Data for this exercise:

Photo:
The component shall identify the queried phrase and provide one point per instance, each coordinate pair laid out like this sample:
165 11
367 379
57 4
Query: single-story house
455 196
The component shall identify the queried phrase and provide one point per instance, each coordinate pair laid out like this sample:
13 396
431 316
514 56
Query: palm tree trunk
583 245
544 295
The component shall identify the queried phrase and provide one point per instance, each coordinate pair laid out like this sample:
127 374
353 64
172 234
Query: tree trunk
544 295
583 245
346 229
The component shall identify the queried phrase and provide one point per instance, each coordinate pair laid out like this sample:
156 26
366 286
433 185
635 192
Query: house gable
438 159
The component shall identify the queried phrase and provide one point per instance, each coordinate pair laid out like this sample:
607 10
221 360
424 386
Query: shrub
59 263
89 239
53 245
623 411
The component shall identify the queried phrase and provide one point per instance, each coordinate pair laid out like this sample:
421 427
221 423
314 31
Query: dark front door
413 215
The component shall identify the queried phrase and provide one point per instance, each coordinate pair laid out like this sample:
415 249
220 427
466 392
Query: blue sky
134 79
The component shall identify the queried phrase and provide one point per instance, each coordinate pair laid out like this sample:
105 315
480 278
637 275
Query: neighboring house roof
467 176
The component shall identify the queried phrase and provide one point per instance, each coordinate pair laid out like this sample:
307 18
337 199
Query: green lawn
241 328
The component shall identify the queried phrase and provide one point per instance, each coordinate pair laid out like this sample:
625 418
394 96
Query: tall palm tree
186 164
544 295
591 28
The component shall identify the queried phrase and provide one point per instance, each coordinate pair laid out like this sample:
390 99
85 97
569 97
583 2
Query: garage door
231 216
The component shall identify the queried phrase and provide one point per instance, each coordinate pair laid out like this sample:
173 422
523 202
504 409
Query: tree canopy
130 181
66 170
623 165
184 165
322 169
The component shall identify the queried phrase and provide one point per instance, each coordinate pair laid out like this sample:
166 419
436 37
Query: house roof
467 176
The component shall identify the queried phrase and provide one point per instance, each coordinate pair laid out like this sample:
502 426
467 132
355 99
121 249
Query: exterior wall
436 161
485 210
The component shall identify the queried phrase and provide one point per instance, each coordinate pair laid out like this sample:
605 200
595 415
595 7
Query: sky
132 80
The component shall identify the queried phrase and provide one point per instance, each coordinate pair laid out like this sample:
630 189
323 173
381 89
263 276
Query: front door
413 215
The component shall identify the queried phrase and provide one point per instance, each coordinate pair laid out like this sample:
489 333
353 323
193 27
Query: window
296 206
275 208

Exercise instructions: Extract every record and return it verbatim.

In response:
Photo:
The component shall identify the queried phrase and provide one point per instance, each coordinate pair laid out like this sample:
165 11
367 379
57 4
Query: single-story house
455 196
The component shall identify the queried phrase and provide one point per instance, each coordinate pair laid out like this sample:
13 396
431 316
514 56
Query: palm tree trunk
583 245
544 295
The component shall identify the queried phrase and provide one point per instance, each coordinate pair laid out like this sample:
127 374
353 64
172 234
Query: tree trunk
544 295
583 245
346 229
The component shall identify the queried phrase and provide one point per instance, each coordinate pair laid out like this sample:
156 26
366 286
433 185
635 192
Query: house gable
438 159
The component shall identify the queried phrase and provide one point per instance, each coordinate pair laid out like this sample:
607 10
221 360
424 386
Query: shrub
59 263
89 239
53 245
623 411
The component shall identify the queried phrase and provide one point per instance, each coordinate pair laid out like this sample:
421 427
221 423
314 31
Query: dark front door
413 215
The component shall identify the queried phrase and provide one point per instance, each coordinate pair laid out like this sample:
415 249
220 427
466 392
Query: blue sky
134 79
The component shall identify the queried phrase and provide one point per instance, each coordinate pair laid out like this sample:
105 315
480 278
637 275
Query: neighboring house roof
467 176
The component shall identify the queried phrase and provide one point per instance, each coordinate pair laid out like this sample:
307 18
337 199
Query: green lawn
241 328
The component shall identify the queried phrase and provide one point per instance, each coordinate pair laid out like this sample:
625 418
394 96
Query: tall palm tree
186 164
544 295
591 28
The component shall identify the queried phrase and provide one point per instance, each coordinate pair laid out like this sample:
390 99
85 97
569 97
583 2
Query: garage door
231 216
The component shall identify the queried phrase and provide one point per instance, each coordinate pair laid out like this sample:
173 422
523 202
504 409
Query: tree canopy
130 181
66 170
623 165
184 165
322 169
The component shall identify the queried phrase and provide one point per instance, each coordinate pair laid out like this sample:
166 419
436 37
Query: house roof
467 176
The component shall identify the queried phrase and provide one point per instance, each coordinate pair laid out like this sample:
502 426
467 132
355 99
121 249
Query: exterior wall
436 161
485 210
The component shall identify the queried phrase and provide one point per instance, each coordinate pair laid out like this sample:
605 200
595 415
595 7
Query: sky
132 80
The component shall identify the queried phrase and provide one point per instance, each coordinate pair laid out like this sample:
630 189
323 173
381 89
263 276
Query: front door
413 215
The component shall identify the queried phrase and provide one point per instance, each coordinate pair laid out like this sample:
489 333
353 323
193 27
Query: window
296 206
275 208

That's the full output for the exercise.